* **TASK A**
In the passage about the war campaigns of 1777 to 1779, who captured the British army under Burgoyne, and on what date?

In the spring of 1777 the army of Washington amounted to about 7000 men. No action occurred between the main armies until August when the British landed in Maryland with the intention of capturing Philadelphia. On the 11th of September the two armies met at Brandywine--a desperate battle ensued and a partial dearly purchased victory was gained by the English. On the approach of the enemy the City of Penn was abandoned. On the 4th of October another severe battle was fought at Germantown which proved disastrous to the American troops in consequence of their becoming separated and confused by a thick fog. These keen misfortunes were more than balanced by the capture of the entire British army in the north under Burgoyne by Gen. Gates on the 17th of October. On the reception of this news France recognised the Independence of the United States, entered into a treaty of alliance and furnished important aid by sending many of her brave sons to the rescue. The English retreated to New York in the spring of 1778 from which place they made frequent descents upon various places, destroying private property, murdering the inhabitants and spreading desolation wherever they went. They sent an expedition to Georgia and were crowned with victory. During this year no decisive battle was fought. The same during 1779. The British seemed to be better pleased with a predatory warfare than pitched battles which they carried on in a manner that put savage barbarity in the shade and made the inquisitor general of Madrid mourn for lost humanity. Alas for the Christian majesty of mother Britain.

* **RECORDS TO USE**
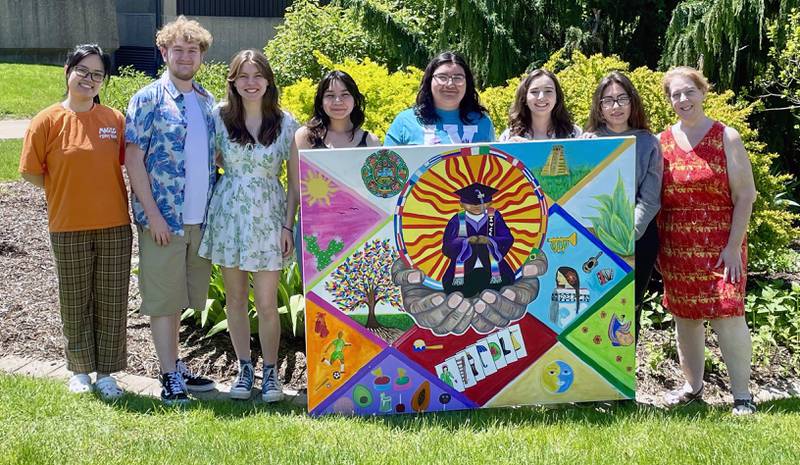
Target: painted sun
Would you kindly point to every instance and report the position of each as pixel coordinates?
(317, 188)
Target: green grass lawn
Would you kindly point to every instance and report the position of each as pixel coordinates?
(27, 89)
(44, 424)
(9, 159)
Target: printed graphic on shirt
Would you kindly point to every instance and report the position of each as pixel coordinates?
(108, 133)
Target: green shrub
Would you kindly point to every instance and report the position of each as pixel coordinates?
(771, 227)
(120, 88)
(291, 305)
(307, 27)
(773, 308)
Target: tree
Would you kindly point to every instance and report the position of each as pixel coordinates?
(364, 279)
(502, 38)
(781, 84)
(723, 38)
(309, 27)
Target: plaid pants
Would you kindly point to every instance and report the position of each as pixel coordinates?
(93, 269)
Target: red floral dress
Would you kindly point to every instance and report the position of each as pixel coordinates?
(693, 228)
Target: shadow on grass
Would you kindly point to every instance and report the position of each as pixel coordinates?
(597, 413)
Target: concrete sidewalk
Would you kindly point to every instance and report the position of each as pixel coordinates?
(134, 384)
(13, 128)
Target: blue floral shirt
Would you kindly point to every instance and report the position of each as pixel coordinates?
(156, 122)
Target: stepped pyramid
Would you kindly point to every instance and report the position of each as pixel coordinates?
(556, 164)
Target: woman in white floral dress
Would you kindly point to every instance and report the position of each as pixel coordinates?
(251, 217)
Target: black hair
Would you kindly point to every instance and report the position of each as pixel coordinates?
(425, 109)
(318, 124)
(82, 51)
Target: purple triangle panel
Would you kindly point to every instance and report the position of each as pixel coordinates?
(390, 384)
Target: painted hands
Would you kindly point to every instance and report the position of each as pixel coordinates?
(454, 314)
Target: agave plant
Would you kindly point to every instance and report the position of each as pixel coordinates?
(614, 223)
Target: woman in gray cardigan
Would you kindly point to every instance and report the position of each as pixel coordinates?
(617, 111)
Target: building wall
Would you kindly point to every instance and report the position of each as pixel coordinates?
(234, 34)
(231, 34)
(42, 31)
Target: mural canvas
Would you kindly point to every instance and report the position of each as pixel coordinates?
(453, 277)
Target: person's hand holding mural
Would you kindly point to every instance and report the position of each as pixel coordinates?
(490, 309)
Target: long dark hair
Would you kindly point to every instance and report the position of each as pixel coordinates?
(78, 54)
(519, 116)
(232, 112)
(637, 118)
(425, 109)
(318, 124)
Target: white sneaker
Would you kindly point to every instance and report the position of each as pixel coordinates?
(271, 389)
(80, 384)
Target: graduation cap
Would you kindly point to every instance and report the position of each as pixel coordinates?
(476, 194)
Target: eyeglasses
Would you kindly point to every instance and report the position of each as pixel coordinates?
(607, 103)
(93, 75)
(445, 79)
(334, 97)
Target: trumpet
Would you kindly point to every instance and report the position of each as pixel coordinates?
(559, 244)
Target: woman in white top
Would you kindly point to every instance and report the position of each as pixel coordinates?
(251, 216)
(538, 111)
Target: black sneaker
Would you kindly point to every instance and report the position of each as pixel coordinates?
(193, 382)
(173, 391)
(243, 386)
(744, 407)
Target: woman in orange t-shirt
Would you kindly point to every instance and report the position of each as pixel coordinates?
(74, 150)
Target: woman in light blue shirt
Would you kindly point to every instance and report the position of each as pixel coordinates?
(448, 110)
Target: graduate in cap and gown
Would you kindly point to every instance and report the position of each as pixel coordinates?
(476, 240)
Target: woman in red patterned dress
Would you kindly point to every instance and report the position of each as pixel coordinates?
(707, 198)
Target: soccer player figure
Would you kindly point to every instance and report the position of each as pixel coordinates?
(338, 346)
(476, 240)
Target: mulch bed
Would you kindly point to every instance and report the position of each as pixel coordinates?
(31, 326)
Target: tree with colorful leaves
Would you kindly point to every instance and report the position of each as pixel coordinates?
(364, 279)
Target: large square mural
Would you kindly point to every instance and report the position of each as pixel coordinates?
(454, 277)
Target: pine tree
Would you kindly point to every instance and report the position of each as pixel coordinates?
(726, 39)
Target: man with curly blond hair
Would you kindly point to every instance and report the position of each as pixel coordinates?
(170, 162)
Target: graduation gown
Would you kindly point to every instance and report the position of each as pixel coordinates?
(456, 248)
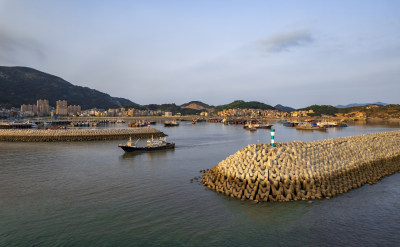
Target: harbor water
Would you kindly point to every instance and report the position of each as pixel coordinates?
(93, 194)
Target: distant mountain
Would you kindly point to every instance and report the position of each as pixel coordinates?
(22, 85)
(284, 108)
(358, 104)
(321, 110)
(243, 104)
(196, 105)
(171, 108)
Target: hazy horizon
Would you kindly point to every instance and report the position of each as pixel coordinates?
(293, 53)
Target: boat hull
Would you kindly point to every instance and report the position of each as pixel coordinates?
(127, 148)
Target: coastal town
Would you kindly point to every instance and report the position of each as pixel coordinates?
(42, 108)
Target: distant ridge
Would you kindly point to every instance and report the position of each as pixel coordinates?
(284, 108)
(360, 104)
(196, 105)
(243, 104)
(23, 85)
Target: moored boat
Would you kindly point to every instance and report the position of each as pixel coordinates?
(171, 124)
(152, 144)
(307, 126)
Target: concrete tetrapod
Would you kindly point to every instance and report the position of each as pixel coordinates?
(306, 170)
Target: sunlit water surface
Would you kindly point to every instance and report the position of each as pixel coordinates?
(92, 194)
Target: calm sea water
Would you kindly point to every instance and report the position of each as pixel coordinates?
(92, 194)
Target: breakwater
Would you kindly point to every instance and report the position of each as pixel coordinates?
(50, 135)
(300, 170)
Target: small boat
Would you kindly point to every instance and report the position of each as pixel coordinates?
(288, 124)
(249, 127)
(152, 144)
(310, 127)
(262, 126)
(171, 124)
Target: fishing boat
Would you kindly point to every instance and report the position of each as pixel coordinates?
(152, 144)
(308, 126)
(262, 126)
(171, 124)
(249, 127)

* **TASK B**
Identify every line of the listing that contains the word "with".

* **TASK SOLUTION A**
Gen. Gates captured it on the 17th of October.

* **TASK SOLUTION B**
Target: tree with colorful leaves
Target: man with curly blond hair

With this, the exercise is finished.